▼

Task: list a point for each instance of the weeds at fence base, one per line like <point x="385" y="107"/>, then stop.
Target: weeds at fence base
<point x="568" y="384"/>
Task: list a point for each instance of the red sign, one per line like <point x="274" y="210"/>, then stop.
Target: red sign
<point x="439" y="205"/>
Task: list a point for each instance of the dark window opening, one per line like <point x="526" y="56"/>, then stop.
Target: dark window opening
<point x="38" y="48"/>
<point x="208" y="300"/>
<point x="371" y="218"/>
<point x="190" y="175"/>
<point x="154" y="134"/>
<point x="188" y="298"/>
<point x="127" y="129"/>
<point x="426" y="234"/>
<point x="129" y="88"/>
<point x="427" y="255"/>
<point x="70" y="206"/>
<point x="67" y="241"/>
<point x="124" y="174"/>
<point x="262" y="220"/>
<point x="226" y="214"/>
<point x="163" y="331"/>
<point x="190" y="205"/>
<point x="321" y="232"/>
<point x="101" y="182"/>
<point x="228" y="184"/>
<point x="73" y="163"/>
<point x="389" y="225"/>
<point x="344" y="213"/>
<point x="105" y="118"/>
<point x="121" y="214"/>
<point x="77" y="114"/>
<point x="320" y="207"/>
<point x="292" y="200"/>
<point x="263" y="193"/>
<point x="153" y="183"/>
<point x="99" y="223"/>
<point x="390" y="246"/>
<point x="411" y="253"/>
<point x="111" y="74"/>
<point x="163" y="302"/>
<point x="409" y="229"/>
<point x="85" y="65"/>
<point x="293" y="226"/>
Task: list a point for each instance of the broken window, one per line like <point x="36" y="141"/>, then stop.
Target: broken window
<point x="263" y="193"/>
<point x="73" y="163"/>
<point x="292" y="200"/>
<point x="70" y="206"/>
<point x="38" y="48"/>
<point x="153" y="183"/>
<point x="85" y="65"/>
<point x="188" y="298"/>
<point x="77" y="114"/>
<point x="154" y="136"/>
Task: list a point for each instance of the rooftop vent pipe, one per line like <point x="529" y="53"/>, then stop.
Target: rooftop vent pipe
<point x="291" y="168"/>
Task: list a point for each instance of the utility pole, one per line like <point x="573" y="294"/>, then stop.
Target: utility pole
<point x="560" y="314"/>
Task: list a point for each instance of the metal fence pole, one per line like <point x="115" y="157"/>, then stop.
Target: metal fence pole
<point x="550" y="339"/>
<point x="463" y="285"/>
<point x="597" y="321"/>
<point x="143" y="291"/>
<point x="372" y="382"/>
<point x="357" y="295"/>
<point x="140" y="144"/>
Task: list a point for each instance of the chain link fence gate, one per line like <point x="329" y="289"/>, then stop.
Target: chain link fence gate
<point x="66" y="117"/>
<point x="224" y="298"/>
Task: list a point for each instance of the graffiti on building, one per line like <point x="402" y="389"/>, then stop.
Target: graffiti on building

▲

Given problem => Please revise the rows starting at the line containing "Task: list a point for each instance of the graffiti" and ending with the last row, changing "building" to "wall" and keeping everything else the same. Return only those lines.

Solution to this task =>
Task: list a point for each instance of the graffiti on wall, one per line like <point x="402" y="389"/>, then stop.
Target: graffiti on wall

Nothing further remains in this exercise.